EXTRAIT FOURNI →

Créations empiriques, aucun de ces services secrets ne dispose du moindre contact en France occupée et le mi6 a perdu ses antennes en Europe au moment de la débâcle9. La question est donc de parvenir à recruter des agents et à les renvoyer sur le terrain : « En réalité, nous n’avions personne sur place dans les pays belligérants, occupés ou “neutres” de l’Europe centrale et occidentale. Le problème du soe est en somme de faire rentrer les chevaux dans l’écurie une fois que la porte a été fermée… sans compter qu’il faut d’abord trouver les chevaux. Le recrutement d’agents est loin d’être une affaire simple : les nationaux de pays ennemis présentent des problèmes de sécurité et de procédure10. »
Une rude concurrence se développe au sujet des réfugiés qui, en fonction de leur nationalité et des compétences qu’ils offrent, sont invités à retourner dans leur patrie pour y travailler comme agents secrets, non sans avoir été évalués auparavant. La question de la confiance est profondément liée à la fiabilité, au sentiment de pouvoir compter sur quelqu’un, ou pas : « Un individu peut être considéré comme fiable à partir du moment où il possède un certain nombre de compétences techniques et morales11. » Du côté anglais, on se méfie de l’infiltration d’agents travaillant au bénéfice de l’Axe. Leur traque est menée par le mi5, le service de renseignement chargé de la sécurité intérieure, qui connaît des succès majeurs12. Le bcra, lui aussi, crée une section chargée du contre-espionnage. Le travail de repérage et d’évaluation est facilité par la présence de camps de triage près des ports ou directement à Londres, puis par le regroupement des arrivants dans des centres dédiés, comme Patriotic School. Ils y sont minutieusement interrogés par les agents du mi5, notamment sur les circonstances ayant permis leur évasion vers l’Angleterre, puis font l’objet de fiches très précises. Les archives du service de contre-espionnage du bcra conservent quant à elles environ treize mille dossiers de Français ou de ressortissants étrangers arrivés à Londres et ayant été interrogés13. Les services secrets placent leur confiance en ceux dont ils reconnaissent les compétences dont ils ont le plus besoin. Par exemple, le soe recherche en priorité des opérateurs radio afin d’installer, en amont, les moyens de communication avec leurs réseaux sur le terrain. C’est pour cela que le premier agent envoyé en France en mai 1941 est Georges Bégué, bilingue, spécialiste des transmissions, lié au monde britannique par son mariage et méfiant à l’égard de la France libre14.

ENREGISTREMENTS FOURNIS →
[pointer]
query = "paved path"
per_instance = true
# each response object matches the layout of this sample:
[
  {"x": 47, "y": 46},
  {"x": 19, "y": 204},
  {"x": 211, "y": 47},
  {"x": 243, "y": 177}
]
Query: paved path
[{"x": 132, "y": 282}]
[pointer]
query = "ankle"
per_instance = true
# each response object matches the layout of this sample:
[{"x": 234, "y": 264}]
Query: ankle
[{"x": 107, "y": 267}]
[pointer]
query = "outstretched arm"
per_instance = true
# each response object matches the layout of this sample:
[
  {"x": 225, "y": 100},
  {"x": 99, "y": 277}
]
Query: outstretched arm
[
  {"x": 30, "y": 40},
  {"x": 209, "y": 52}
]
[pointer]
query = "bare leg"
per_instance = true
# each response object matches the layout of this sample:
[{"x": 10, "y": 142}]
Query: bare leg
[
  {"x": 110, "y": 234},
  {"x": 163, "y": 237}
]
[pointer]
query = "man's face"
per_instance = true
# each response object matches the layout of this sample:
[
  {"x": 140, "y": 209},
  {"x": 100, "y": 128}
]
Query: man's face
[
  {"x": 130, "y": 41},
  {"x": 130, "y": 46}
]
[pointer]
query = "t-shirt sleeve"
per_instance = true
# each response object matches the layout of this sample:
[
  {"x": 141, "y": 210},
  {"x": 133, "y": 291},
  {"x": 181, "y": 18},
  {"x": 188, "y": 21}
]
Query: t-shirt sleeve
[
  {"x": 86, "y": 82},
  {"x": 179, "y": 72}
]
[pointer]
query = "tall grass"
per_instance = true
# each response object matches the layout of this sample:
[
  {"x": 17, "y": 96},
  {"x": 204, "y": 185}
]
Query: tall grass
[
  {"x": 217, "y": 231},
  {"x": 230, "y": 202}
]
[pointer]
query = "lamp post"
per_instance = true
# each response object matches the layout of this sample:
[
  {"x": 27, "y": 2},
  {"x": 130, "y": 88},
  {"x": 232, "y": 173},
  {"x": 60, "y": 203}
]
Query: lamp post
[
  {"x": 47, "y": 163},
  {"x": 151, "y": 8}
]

TRAVAIL DEMANDÉ →
(a) D'après l'extrait fourni, quel est le nom du premier agent envoyé en France par le soe en mai 1941 ?
(b) Relevez toutes les lignes des enregistrements qui contiennent la chaîne « sleeve », en tenant compte de la casse.

RÉSULTATS OBTENUS →
(a) Georges Bégué.

(b)
query = "t-shirt sleeve"
Query: t-shirt sleeve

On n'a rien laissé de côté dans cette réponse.